• Exercise goal:
Would you retype exactly the lines from the one containing "Wildlife-tally request: put a marker on the mask" through the last line of the records below, and nothing else?
--- START ---
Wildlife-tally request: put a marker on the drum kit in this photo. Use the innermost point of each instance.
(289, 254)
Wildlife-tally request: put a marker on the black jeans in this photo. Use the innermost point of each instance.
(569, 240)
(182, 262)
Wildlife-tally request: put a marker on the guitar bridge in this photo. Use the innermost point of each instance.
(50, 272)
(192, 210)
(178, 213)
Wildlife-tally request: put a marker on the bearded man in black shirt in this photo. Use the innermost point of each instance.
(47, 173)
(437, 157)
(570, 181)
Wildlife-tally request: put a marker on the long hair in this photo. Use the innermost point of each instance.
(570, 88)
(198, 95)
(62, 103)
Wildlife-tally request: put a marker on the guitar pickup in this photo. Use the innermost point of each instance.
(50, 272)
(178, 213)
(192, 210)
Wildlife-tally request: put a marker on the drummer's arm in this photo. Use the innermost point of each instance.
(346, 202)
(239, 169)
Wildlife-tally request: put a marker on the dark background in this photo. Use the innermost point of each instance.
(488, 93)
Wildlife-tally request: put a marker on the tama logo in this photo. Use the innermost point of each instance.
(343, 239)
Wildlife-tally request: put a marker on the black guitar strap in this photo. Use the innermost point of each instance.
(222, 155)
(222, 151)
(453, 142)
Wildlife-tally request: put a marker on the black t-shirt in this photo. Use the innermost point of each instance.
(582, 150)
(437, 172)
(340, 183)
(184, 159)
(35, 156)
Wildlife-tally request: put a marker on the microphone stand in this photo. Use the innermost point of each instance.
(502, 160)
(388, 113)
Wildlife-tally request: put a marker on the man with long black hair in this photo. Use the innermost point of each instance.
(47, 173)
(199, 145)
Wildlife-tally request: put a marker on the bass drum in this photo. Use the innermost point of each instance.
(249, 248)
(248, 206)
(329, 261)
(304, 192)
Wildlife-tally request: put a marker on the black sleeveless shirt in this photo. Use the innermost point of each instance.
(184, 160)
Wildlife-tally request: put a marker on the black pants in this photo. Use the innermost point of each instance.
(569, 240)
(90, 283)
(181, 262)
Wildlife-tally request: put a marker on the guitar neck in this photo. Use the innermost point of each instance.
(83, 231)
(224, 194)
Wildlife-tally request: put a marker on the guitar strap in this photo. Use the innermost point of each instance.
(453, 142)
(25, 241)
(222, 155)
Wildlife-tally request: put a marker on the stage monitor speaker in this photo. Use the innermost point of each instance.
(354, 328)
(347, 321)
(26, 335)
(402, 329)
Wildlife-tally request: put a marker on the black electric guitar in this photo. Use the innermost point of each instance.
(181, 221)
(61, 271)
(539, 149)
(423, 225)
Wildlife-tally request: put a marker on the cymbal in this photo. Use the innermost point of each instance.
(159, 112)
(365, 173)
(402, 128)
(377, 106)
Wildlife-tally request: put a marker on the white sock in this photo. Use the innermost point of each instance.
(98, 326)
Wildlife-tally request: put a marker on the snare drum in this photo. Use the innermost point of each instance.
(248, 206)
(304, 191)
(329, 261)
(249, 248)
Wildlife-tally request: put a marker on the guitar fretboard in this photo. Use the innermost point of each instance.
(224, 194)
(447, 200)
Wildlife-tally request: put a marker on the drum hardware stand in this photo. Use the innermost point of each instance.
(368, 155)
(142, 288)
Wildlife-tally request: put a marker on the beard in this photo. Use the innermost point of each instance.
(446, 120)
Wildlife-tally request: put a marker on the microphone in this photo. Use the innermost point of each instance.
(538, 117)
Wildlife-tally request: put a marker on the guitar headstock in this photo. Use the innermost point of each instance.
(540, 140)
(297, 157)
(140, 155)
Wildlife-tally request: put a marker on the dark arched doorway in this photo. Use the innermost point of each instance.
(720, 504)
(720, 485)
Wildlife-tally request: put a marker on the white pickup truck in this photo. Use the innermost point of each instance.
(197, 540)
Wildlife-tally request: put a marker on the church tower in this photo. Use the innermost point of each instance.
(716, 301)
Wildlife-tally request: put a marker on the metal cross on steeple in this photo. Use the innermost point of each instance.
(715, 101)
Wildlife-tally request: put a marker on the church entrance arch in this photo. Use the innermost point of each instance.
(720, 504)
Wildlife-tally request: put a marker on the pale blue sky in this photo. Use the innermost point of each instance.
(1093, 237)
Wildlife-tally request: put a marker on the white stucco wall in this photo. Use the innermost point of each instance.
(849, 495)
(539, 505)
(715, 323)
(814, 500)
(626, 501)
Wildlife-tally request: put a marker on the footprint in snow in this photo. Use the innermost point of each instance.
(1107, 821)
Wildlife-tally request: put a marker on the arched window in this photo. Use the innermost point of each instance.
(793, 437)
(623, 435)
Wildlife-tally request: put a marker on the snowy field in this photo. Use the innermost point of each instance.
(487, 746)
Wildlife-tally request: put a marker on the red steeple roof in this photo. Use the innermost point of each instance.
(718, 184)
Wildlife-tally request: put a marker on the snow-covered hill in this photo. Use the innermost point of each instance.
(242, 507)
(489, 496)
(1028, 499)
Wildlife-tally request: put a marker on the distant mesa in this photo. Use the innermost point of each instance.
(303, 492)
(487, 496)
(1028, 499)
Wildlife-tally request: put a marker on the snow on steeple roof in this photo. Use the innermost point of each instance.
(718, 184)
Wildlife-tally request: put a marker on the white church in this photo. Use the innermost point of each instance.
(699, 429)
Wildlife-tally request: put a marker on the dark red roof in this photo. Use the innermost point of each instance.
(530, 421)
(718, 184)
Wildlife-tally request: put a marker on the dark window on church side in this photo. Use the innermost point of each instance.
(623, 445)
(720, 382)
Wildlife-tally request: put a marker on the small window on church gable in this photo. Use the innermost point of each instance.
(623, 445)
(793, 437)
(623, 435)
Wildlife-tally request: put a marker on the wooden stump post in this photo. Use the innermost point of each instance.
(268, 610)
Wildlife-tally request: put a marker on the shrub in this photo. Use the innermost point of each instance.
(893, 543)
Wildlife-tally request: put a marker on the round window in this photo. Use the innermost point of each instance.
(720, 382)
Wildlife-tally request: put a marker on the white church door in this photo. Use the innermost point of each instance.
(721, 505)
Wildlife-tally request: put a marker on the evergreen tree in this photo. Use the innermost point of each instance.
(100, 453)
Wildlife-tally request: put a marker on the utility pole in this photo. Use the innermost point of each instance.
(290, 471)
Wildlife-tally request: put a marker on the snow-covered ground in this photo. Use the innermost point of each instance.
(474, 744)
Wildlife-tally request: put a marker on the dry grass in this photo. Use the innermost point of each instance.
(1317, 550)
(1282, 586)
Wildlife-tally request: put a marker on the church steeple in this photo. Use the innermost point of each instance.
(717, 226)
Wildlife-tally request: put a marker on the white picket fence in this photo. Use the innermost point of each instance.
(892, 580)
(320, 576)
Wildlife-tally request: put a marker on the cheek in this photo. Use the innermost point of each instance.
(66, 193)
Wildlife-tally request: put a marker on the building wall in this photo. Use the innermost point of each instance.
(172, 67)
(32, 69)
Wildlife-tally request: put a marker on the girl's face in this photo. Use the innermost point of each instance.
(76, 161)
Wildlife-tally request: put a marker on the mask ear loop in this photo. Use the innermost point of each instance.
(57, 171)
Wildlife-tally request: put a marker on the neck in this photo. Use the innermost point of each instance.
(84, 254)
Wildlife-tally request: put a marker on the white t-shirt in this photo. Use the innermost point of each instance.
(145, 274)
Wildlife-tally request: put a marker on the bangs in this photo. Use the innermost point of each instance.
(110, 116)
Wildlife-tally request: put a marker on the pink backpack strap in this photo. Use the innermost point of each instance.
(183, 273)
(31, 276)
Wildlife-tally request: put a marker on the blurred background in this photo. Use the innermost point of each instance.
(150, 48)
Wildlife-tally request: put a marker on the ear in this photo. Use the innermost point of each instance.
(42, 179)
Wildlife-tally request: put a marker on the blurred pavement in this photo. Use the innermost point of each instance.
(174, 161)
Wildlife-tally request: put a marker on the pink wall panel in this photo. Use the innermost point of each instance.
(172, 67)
--- END ---
• Answer to the exercise:
Wildlife-tally request: put a marker on the mask ear loop in this photo. Use the innermost point of each instance.
(57, 171)
Wildlife-tally request: put a marker on the neck in this photo. Use the innermost point of each instance.
(84, 254)
Wildlife-tally request: put a marker on the white t-shirt in this photo. Use the innermost point of each instance.
(145, 274)
Wildlife-tally request: put a marker on the bangs in this photo. Use the innermost point of each instance.
(110, 116)
Wildlife-tally request: put a marker on the pink backpack strap in this photo. Use the innermost point of each instance.
(183, 273)
(31, 276)
Wildlife-tally request: put a marker on the blurred background in this photo. Use the innermost point of each instance.
(150, 48)
Wildlife-tally request: put a marker on the ear in this photo. Use the innermost point of each instance.
(42, 179)
Wildlife-tally request: put a marker on the blurred pavement in this photo. Use the innermost point of each instance.
(174, 161)
Wildlife-tally request: put a marker on the pink wall panel in this photo. Use the innermost point of each instance.
(172, 67)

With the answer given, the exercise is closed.